— Begin Excerpt provided —
Midnight Cowboy: WTF?

I noticed that Midnight Cowboy was on my Cinemax "on demand’ channel and it occurred to me that I had never seen it. Being a highly rated flick and over 40 years old you’d think I’d have seen it by now, but no.

So I watched it last night.
Huh?:confused:

WTF made this movie so great? It’s rated at 90% on Rotten Tomatoes and 4 stars out of 4 everywhere else.

Why?:confused: What am I missing here?

Please discuss.

I never much cared for it, either, and I saw it when it first came out. It was rated X, which tells you a lot about the rating system as it existed then and how it changed. Not long after that, X rated movies were prohibited from advertising in many newspapers, and a mainstream movie would never want that rating.

Good acting by Dustin Hoffman and Jon Voight, though. It showed a seamier side of life than most seamy-side movies did at the time, I guess. The critics were desperate for something to talk about.

Almost forgot – “Everybody’s Talkin’” was a great song.

Well, watching the hustler get hustled by his mark was pretty funny. :stuck_out_tongue:

Also, the film was rated X, and still managed to win the Best Picture Oscar. The story was way over the top for it’s time (and still would be today, if remade, IMO) and is actually a bittersweet character study. Brokeback Mountain owed quite a bit to this film, I thought.

The soundtrack was also excellent, with songs from Warren Zevon and Harry Nilsson and Randy Newman.

It was groundbreaking as all hell for 1969.

The bittersweet character study (as Snowboard Bo said); the acting by the leads; the soundtrack. Those aspects stand the test of time, the rest not so much.

Sometimes as broke college students (I saw it when it first came out & I was in high school) we would live on crackers and ketchup packets and think of this movie.
And, “I’m walking here” yelled at a car as you cross the street like Ratso will always be funny.

The acting was superb. But the plot was all but non-existent: dumb ass hick from Texas thinks he’s a stud, goes to New York and learns life ain’t a bowl of cherries.
I kept waiting for some significant plot development or twist, or “moral of the story”, or something. It never came.

Yeah. But I didn’t need to hear it a zillion times in 2 hours.

If you weren’t around then, you have no idea just how taboo homosexuality was as a topic in those days. For Hollywood to release a film that showed plausible scenarios of something most Americans preferred to regard as a not-to-be-discussed myth wasn’t merely ground-breaking, it was epochal. That it now seems like no big deal is evidence of how successful it was.

Yeah, many acclaimed 60s movies haven’t aged well. See also Easy Rider.

Aha! Groundbreaking.

I was around. I was 9, but I was there.

Yours is a good post but it only explains why it might have been regarded as a ground breaking movie then (ground breaking, not, necessarily, good) and why it is now regarding as a good movie.

Even though I enjoyed the vintage signs, hamburger stands, and cars, I found myself far more bored than entertained by this film.
— End Excerpt provided —
— Begin Given records —
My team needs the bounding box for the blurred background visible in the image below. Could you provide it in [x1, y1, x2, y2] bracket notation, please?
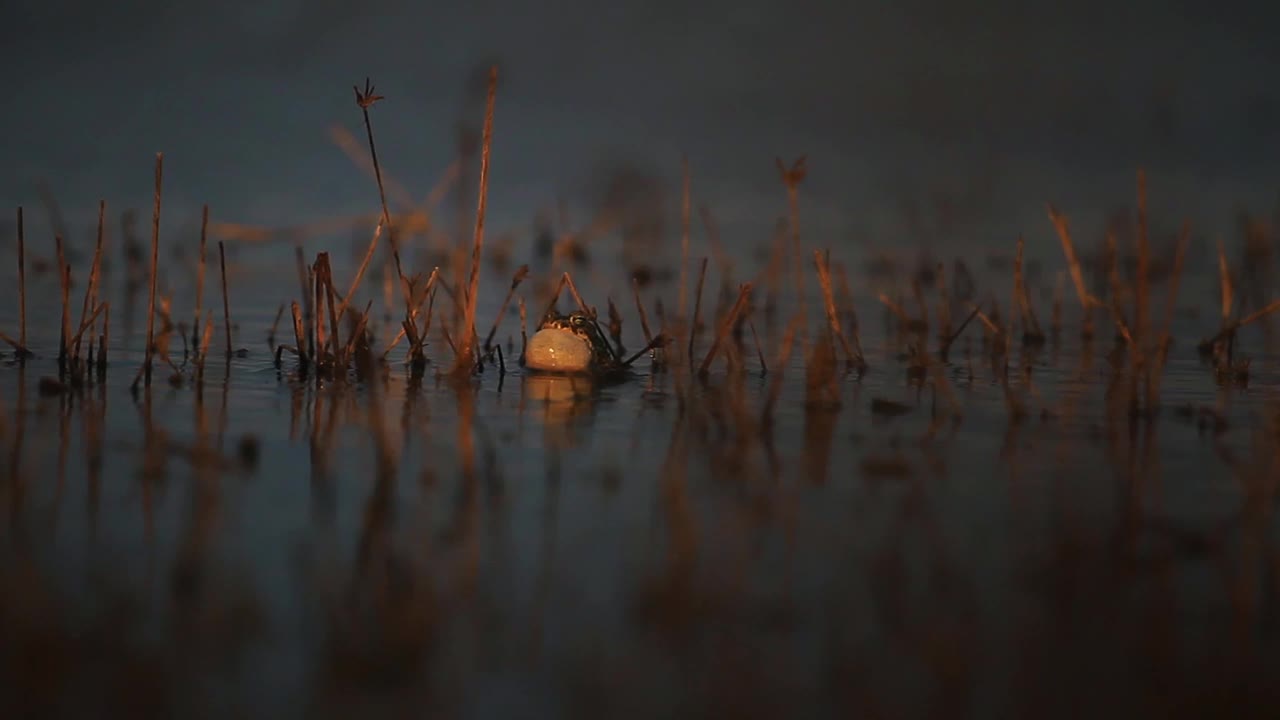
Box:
[0, 0, 1280, 263]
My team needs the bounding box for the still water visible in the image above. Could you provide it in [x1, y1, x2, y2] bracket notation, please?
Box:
[0, 237, 1280, 717]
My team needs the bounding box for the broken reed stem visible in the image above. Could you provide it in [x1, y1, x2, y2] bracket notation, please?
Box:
[142, 152, 163, 387]
[383, 268, 444, 360]
[938, 305, 995, 357]
[453, 65, 498, 374]
[342, 300, 374, 360]
[484, 265, 529, 352]
[316, 252, 342, 365]
[289, 300, 307, 368]
[355, 83, 410, 313]
[689, 255, 707, 365]
[70, 302, 110, 347]
[191, 205, 209, 351]
[698, 282, 751, 375]
[813, 250, 863, 366]
[18, 208, 27, 355]
[200, 311, 214, 363]
[218, 240, 232, 360]
[746, 318, 769, 377]
[631, 278, 653, 343]
[97, 301, 111, 373]
[72, 200, 106, 363]
[293, 245, 315, 357]
[520, 296, 529, 365]
[564, 272, 595, 318]
[1047, 205, 1100, 324]
[760, 313, 803, 427]
[338, 218, 385, 318]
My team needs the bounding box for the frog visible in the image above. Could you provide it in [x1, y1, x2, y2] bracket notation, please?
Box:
[525, 309, 625, 374]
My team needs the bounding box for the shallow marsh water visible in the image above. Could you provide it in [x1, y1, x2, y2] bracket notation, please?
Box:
[0, 243, 1280, 717]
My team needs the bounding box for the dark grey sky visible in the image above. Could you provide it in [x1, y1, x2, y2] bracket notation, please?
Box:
[0, 0, 1280, 256]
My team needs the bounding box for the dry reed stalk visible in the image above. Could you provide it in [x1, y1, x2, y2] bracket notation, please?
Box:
[72, 200, 106, 366]
[338, 218, 385, 318]
[631, 278, 653, 343]
[520, 296, 529, 365]
[350, 78, 410, 314]
[18, 208, 29, 351]
[310, 252, 326, 361]
[760, 314, 804, 428]
[813, 250, 865, 368]
[218, 240, 232, 360]
[408, 281, 436, 368]
[143, 152, 164, 387]
[836, 263, 867, 361]
[316, 252, 342, 365]
[1047, 205, 1100, 337]
[453, 65, 498, 375]
[70, 299, 105, 357]
[676, 155, 692, 327]
[966, 302, 1002, 336]
[938, 305, 977, 359]
[383, 268, 444, 360]
[342, 300, 374, 364]
[698, 283, 751, 377]
[191, 205, 207, 350]
[289, 300, 307, 369]
[564, 273, 595, 318]
[200, 311, 214, 363]
[746, 318, 769, 378]
[484, 265, 529, 352]
[689, 256, 707, 365]
[608, 297, 626, 356]
[267, 302, 284, 354]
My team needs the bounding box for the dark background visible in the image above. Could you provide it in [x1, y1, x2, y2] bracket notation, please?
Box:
[0, 0, 1280, 257]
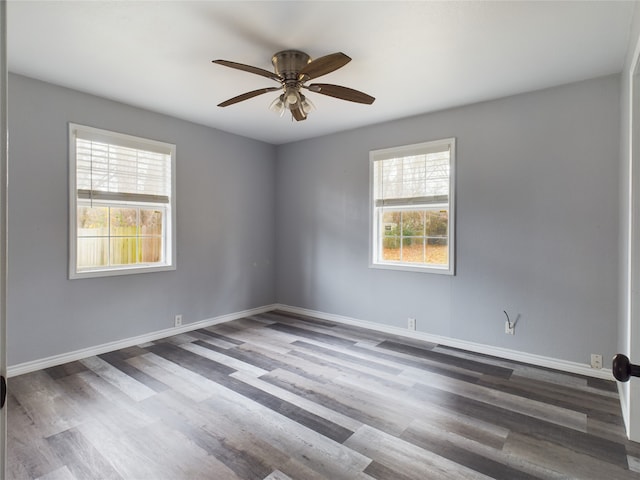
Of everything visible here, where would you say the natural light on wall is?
[69,124,175,278]
[370,138,455,275]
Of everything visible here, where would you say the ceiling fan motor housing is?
[271,50,311,84]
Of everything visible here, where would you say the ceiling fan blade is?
[291,102,307,122]
[212,60,282,82]
[218,87,280,107]
[298,52,351,82]
[305,83,375,105]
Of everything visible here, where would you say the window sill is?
[69,265,176,280]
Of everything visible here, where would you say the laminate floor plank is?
[34,465,78,480]
[7,311,640,480]
[7,394,63,480]
[345,425,491,480]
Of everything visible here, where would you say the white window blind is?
[69,123,176,278]
[75,128,171,203]
[374,147,450,207]
[369,138,455,275]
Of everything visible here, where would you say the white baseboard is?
[7,304,614,380]
[276,304,614,380]
[7,305,276,377]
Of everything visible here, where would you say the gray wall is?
[617,2,640,440]
[7,75,276,365]
[276,76,620,366]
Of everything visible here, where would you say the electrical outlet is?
[504,321,516,335]
[591,353,602,369]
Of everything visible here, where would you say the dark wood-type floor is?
[7,312,640,480]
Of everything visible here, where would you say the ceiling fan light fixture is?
[300,95,316,114]
[269,94,285,117]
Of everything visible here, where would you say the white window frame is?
[369,137,456,275]
[69,123,176,279]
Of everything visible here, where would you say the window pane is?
[426,238,449,265]
[426,210,449,238]
[380,210,402,261]
[139,236,163,263]
[140,209,162,235]
[77,237,109,269]
[110,207,138,237]
[111,237,138,265]
[402,237,424,263]
[77,207,109,237]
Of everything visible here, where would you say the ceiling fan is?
[213,50,375,121]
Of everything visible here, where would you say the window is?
[69,124,175,278]
[369,138,455,275]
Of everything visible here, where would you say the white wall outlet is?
[504,320,516,335]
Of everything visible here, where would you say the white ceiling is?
[8,0,634,144]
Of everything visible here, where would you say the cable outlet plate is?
[504,321,516,335]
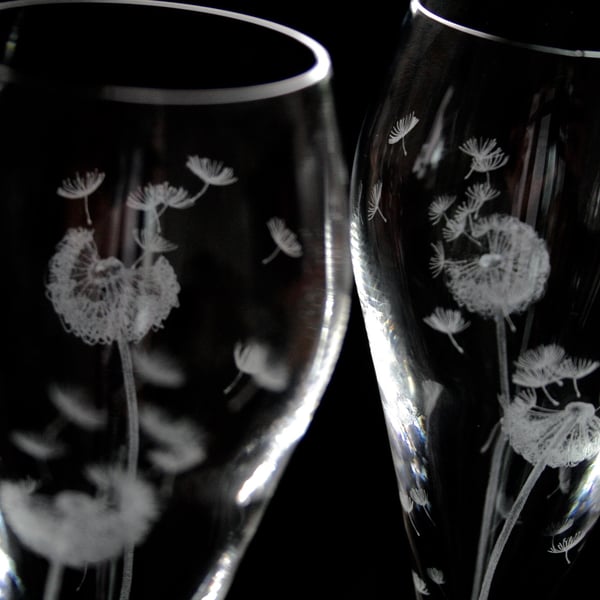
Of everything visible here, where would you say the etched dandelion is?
[186,156,237,186]
[479,401,600,600]
[459,137,508,179]
[367,180,387,223]
[262,217,302,265]
[445,214,550,318]
[0,467,158,600]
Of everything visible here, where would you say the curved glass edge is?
[410,0,600,58]
[0,0,332,106]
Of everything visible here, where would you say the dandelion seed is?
[10,430,65,461]
[140,406,206,475]
[399,489,421,536]
[127,181,195,232]
[446,214,550,319]
[558,357,600,398]
[429,242,446,277]
[186,156,237,186]
[388,112,419,156]
[133,229,177,254]
[427,194,456,225]
[367,180,387,223]
[56,169,104,225]
[459,137,508,179]
[412,571,429,596]
[262,217,302,265]
[465,182,500,214]
[512,344,565,405]
[548,531,584,564]
[223,340,288,394]
[423,306,469,354]
[546,518,575,537]
[427,567,446,585]
[48,385,107,431]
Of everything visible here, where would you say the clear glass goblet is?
[0,0,351,600]
[351,0,600,600]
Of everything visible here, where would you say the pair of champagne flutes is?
[0,0,600,600]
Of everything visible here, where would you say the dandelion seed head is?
[502,401,600,468]
[47,229,179,344]
[0,470,158,568]
[446,214,550,318]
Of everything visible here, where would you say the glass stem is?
[471,315,510,600]
[118,338,140,475]
[479,458,546,600]
[118,338,140,600]
[44,561,64,600]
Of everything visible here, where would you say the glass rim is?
[0,0,332,105]
[410,0,600,59]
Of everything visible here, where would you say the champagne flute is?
[351,0,600,600]
[0,0,351,600]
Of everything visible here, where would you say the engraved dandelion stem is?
[479,448,548,600]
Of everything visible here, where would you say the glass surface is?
[351,2,600,600]
[0,1,351,600]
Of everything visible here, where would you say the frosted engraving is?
[0,156,237,600]
[418,137,600,600]
[262,217,302,265]
[388,112,419,156]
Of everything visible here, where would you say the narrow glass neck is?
[414,0,600,51]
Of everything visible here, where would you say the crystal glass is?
[0,0,352,600]
[351,0,600,600]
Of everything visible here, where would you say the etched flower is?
[224,340,288,394]
[423,306,469,354]
[367,180,387,223]
[459,137,508,179]
[446,214,550,318]
[512,344,566,404]
[548,531,584,564]
[48,385,107,431]
[186,156,237,186]
[388,112,419,156]
[140,406,206,475]
[479,401,600,599]
[47,229,179,344]
[0,467,158,568]
[262,217,302,265]
[502,401,600,468]
[56,169,105,225]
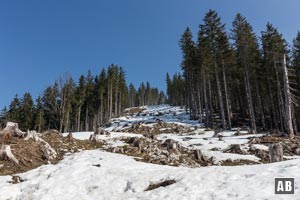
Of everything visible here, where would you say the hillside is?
[0,105,300,200]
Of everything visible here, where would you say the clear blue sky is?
[0,0,300,108]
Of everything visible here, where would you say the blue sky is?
[0,0,300,108]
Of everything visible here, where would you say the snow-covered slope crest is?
[0,150,300,200]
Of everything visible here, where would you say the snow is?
[0,105,300,200]
[0,150,300,200]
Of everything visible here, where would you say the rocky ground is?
[0,106,300,175]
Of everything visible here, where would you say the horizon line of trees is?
[166,10,300,138]
[0,65,166,132]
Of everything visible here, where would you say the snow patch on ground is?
[0,150,300,200]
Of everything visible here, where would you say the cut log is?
[24,131,42,142]
[0,145,19,164]
[2,122,26,137]
[41,141,57,160]
[269,143,283,162]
— End Given records —
**What you will do**
(A) Could you shorten the paragraph starting "If you weren't around then" in the Midnight Cowboy thread to two sentences while keeping its main facts?
(B) Would you return, word for word, everything in the Midnight Cowboy thread from "Good acting by" down to "film, I thought."?

**Answers to the problems**
(A) Homosexuality was so taboo at the time that a Hollywood film showing plausible scenarios of what most Americans preferred to regard as a not-to-be-discussed myth was epochal, not merely groundbreaking. That it now seems like no big deal shows how successful it was.

(B)
Good acting by Dustin Hoffman and Jon Voight, though. It showed a seamier side of life than most seamy-side movies did at the time, I guess. The critics were desperate for something to talk about.

Almost forgot – “Everybody’s Talkin’” was a great song.

Well, watching the hustler get hustled by his mark was pretty funny. :stuck_out_tongue:

Also, the film was rated X, and still managed to win the Best Picture Oscar. The story was way over the top for it’s time (and still would be today, if remade, IMO) and is actually a bittersweet character study. Brokeback Mountain owed quite a bit to this film, I thought.